* BEGIN DATA RECORDS *

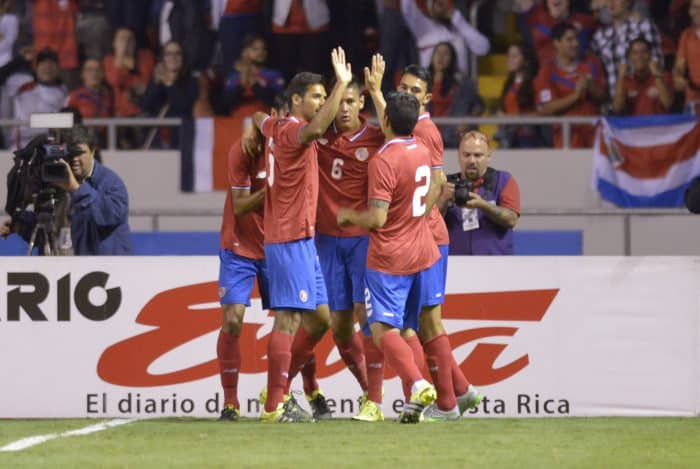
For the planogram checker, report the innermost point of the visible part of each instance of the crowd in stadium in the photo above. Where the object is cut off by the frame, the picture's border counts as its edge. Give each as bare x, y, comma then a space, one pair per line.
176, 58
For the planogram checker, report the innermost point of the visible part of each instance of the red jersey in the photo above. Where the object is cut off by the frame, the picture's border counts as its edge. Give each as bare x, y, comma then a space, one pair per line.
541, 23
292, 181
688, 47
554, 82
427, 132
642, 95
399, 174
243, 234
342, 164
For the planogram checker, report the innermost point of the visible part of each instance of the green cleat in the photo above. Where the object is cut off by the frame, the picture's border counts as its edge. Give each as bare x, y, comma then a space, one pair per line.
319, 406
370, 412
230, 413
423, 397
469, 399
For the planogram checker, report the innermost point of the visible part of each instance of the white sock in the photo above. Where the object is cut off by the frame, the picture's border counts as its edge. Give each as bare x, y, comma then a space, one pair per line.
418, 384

* END DATA RECORDS *

SHORT PROBLEM: Reproduce all of the records above, substituting "most central point" for every occurrence of "innermost point" and leaving everything else unchanged. Omit the pictures from the reproduction.

EXERCISE SOLUTION:
For the planogram checker, report the most central point of the visible part of each instance of the crowd in stadium in the photo above. Where the object is cut off by the frame, the picture's border counts as its edge. Give each as bare x, y, comma then a space, one pair per line.
176, 58
For the planogram checker, report the most central point of the visible part of each instance of the red jersey in the photo above. Where the object is cut off by the frame, the picture's border counts as its edge. Give each as bare x, y, comma then a space, one pair per line.
541, 23
292, 181
688, 47
554, 82
427, 132
642, 95
399, 174
243, 234
342, 164
For the planogram checker, report the most central point of the visible part of each instance of the green cleat in the photo above. Where the object is cut off by the frame, the picture's border counts as its edge. Give each as bare x, y, comma then a space, one pair per line.
319, 406
370, 412
230, 413
423, 397
469, 399
For the planogram checker, report the most central point of the visible part of each instance of the white sock in the photo above. Where the object is cut off by the frame, the picture's border counts as its edge. Give each as bare x, y, comma then a space, one pair per line.
418, 384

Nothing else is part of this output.